▶ [Exercise brief] Repeat the data as given. Images do not go in the copy.

▶ [Supplied material]

......

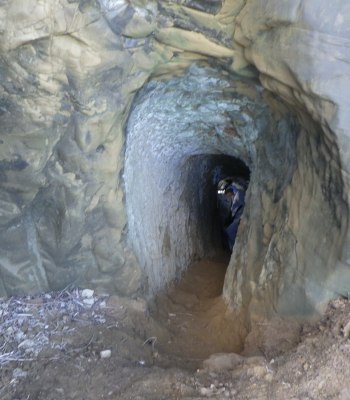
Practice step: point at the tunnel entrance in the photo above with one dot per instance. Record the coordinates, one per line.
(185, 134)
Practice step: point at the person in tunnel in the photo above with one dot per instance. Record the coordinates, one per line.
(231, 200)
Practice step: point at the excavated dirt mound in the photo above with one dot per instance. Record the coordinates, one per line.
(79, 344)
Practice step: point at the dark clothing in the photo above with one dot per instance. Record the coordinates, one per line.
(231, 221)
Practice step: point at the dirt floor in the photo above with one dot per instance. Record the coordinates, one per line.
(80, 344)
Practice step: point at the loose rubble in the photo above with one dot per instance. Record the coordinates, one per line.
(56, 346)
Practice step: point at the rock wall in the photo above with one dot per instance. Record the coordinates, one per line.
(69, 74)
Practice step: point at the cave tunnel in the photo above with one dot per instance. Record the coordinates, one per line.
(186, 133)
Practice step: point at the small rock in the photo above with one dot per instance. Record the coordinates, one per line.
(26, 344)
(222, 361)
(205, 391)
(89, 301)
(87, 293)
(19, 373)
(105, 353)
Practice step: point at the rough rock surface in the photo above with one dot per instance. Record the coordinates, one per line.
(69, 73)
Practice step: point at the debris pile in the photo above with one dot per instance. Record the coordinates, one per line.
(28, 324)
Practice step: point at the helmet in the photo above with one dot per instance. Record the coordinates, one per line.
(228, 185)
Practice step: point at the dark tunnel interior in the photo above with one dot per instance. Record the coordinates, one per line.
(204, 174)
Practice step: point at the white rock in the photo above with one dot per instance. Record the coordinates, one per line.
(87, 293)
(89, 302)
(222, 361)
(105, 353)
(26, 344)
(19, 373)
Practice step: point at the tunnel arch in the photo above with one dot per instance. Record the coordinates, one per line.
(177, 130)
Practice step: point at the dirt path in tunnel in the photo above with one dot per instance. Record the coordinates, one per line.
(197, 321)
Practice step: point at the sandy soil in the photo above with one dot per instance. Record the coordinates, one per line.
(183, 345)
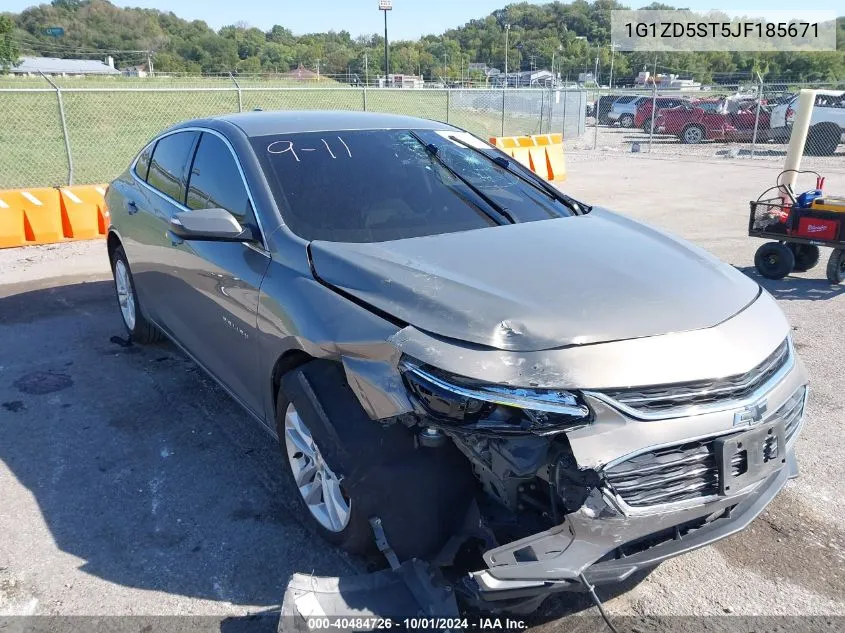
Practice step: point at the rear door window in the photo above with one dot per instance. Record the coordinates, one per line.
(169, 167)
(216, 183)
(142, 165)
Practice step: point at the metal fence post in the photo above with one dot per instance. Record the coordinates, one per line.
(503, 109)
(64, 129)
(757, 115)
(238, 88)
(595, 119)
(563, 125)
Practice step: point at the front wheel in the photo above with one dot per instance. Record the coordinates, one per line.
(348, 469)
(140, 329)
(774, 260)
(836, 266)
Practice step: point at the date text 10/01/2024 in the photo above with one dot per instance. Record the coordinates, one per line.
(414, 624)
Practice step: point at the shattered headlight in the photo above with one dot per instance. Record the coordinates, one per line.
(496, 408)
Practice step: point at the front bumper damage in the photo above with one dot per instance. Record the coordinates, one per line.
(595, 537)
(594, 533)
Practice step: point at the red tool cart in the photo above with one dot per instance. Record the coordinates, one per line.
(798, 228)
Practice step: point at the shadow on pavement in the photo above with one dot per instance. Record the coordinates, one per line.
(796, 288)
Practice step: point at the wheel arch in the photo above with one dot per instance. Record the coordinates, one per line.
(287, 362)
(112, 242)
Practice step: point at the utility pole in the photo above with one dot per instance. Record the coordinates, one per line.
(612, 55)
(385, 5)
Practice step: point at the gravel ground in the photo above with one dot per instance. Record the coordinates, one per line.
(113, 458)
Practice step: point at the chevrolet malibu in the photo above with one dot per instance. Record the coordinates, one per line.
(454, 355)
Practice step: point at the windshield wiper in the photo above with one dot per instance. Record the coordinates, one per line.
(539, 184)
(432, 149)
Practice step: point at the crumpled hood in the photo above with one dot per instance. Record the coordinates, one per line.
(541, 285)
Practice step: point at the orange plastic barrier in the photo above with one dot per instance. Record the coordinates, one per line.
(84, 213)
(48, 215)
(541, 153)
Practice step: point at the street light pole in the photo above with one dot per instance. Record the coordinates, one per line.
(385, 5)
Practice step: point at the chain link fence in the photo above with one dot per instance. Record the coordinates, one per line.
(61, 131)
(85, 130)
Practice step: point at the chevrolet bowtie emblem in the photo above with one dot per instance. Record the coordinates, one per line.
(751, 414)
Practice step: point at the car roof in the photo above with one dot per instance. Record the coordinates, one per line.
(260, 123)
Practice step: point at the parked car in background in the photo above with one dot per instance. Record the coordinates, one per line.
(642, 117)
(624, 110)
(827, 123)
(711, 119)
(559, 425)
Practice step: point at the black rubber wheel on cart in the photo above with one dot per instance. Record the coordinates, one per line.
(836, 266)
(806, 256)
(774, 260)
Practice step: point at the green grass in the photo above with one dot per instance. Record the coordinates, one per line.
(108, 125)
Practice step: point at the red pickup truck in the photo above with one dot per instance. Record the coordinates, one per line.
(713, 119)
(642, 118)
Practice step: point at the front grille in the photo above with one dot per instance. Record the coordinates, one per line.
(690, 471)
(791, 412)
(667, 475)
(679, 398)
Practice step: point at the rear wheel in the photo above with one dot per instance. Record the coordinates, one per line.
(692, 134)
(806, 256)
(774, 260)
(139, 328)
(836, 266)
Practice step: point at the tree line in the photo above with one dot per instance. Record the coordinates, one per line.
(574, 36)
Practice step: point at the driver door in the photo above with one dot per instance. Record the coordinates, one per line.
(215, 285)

......

▶ [Response for this exercise]
Practice step: point at the tunnel entrance in the photo above with one dot per instance. Record the coordinates, one per line.
(185, 134)
Practice step: point at the person in tunnel in the photo above with one dot per instance. Record the coordinates, one per line.
(231, 200)
Practice step: point at the excavated dirt mound in the photo above with one dot per instance. Record the coordinates, one per line.
(79, 344)
Practice step: point at the dark clothing in the photo above with one dot per instance. Record the coordinates, one per line.
(231, 221)
Practice step: point at the dirt floor in the photo above with one dot per instance. Record the coordinates, one per line.
(80, 344)
Practice step: point at the loose rubble in the photo above with one dot per instance. Record the coordinates, one per line.
(56, 346)
Practice step: point at the rock wall in the photo above with one dot per instance. Record the coordinates, one per line.
(69, 74)
Practice step: point at the cave tunnel in the photo above with one dot per instance. Record the coordinates, one per line.
(186, 133)
Practice step: point at the small rock in the photo above with one dot per instance. Record the coordinates, one per line.
(26, 344)
(222, 361)
(205, 391)
(89, 301)
(87, 293)
(19, 373)
(105, 353)
Practice step: point at the rough rock surface in the photo above with one dot per instance. Record the coordinates, one per line.
(69, 73)
Practice step: point at the debris pile in the photo above with one dot per instance. Record the coordinates, one per line.
(28, 324)
Practice step: point at the helmet in the photo above with one dot per instance. Record the coordinates, one per line.
(228, 185)
Practice step: point at the dark tunnel interior in the photo above with one dot per instance. Record the coordinates, one per line.
(204, 174)
Practice step: point at the white rock in the photo above with one dot per instance. Record the coordinates, one per line.
(87, 293)
(89, 302)
(222, 361)
(105, 353)
(26, 344)
(19, 373)
Practice step: point at the tunnel arch in the photo above with one dot per instance. Record the coordinates, one per line.
(177, 130)
Practice step: point at the dirt path in tunnel in the photo above with one dot per instance. Record the coordinates, one per line.
(197, 321)
Practice step: point at the sandy soil in the photo above with one dot per instance. Record the coordinates, one per line.
(183, 345)
Practice step: point at the rear door window in the photo above with one dot per instance. Record the coordinates, one per line.
(169, 167)
(216, 183)
(142, 165)
Practice step: point at the metal fence post in the photo above with one dot per instance. Record the coordinates, one per line.
(503, 109)
(64, 129)
(757, 115)
(238, 88)
(595, 119)
(563, 125)
Practice step: point at the front wheel in the photo above with one dot per instance. Record the coordinates, one per line.
(348, 469)
(140, 329)
(774, 260)
(836, 266)
Practice step: point at the date text 10/01/2024 in the photo above with one dot per instance. Record the coordinates, one per line.
(414, 624)
Practice step: point at the shattered headlight in the photo above with one dot per instance. Record the coordinates, one per line.
(496, 408)
Practice step: point at the front bumper damage in the photo above with one dot per instance. Record the coordinates, one per line.
(595, 537)
(594, 533)
Practice step: point at the red tool cart in the photo above with one dot per instance. Record the coordinates, one per line.
(798, 228)
Practice step: point at the shadow on pavement in the photo above with one dot per instance. Record the coordinates, one per line.
(796, 288)
Practice step: point at the wheel arch in the photo above with one dot per instance. Record the coordinates, one per line.
(287, 362)
(112, 242)
Practice step: point at the utility pole in the photo above with one dot per instance. Record the coordinates, one per line.
(612, 55)
(385, 5)
Practice step: point at the gravel ground in the photo above with one dot per instance. Record the coordinates, one per line.
(113, 458)
Practice step: point at the chevrolet malibu in the photo above with one dot per instance. Record the coordinates, one per line.
(454, 355)
Practice step: point at the windshield wiper in the photo above with one dot per instance. Record the coordinates, one per line.
(539, 184)
(432, 149)
Practice step: point at the crumpled hood in the photo above with one dot per instance. Record the coordinates, one per line.
(541, 285)
Practice step: point at the orange plastic barrier in the photo above with one dot per instance. Record the coordinates, one per line.
(84, 213)
(48, 215)
(541, 153)
Practice step: point at the street light pole in the photo above with one dot per instance. Record the coordinates, one per line.
(385, 5)
Practice step: point at the chain link fence in the photo above with one dot per instance. Record the coordinates, one per line.
(61, 131)
(85, 130)
Practice step: point at the chevrolet bowtie emblem in the photo above with one dot per instance. Record the coordinates, one per line.
(751, 414)
Practice step: point at the car roof in the photo above with one dot per instance. Record the coordinates, one per line.
(260, 123)
Practice step: point at the parked car in background in the photo above with one dot per instance. Record the coordinates, one per line.
(642, 117)
(624, 110)
(827, 123)
(711, 119)
(559, 425)
Practice step: point at the black rubber wheel on cart in the photo above with one dot per instance. Record the coordinates, one per line.
(836, 266)
(806, 256)
(774, 260)
Practice step: point at the green grass in the photo above with one dot per instance. Record the coordinates, one per line.
(108, 125)
Practice step: point at the red pickup truck in the photo above with one dot per instance. Record the coordinates, one per line.
(713, 119)
(642, 118)
Practice step: point at the front grille in the photo above with one dot per instance. Record the coordinates, one per line.
(690, 471)
(791, 412)
(667, 475)
(679, 398)
Practice step: point at the rear wheel in the photo above with one dot per instance. Record the coordinates, one per line.
(692, 134)
(806, 256)
(774, 260)
(139, 328)
(836, 266)
Practice step: point at the tree line in the photo above with one dot per instance. Record the coordinates, one per line.
(574, 36)
Practice step: point at the driver door in the photo above with one dot per instance. Record the coordinates, one per line.
(215, 285)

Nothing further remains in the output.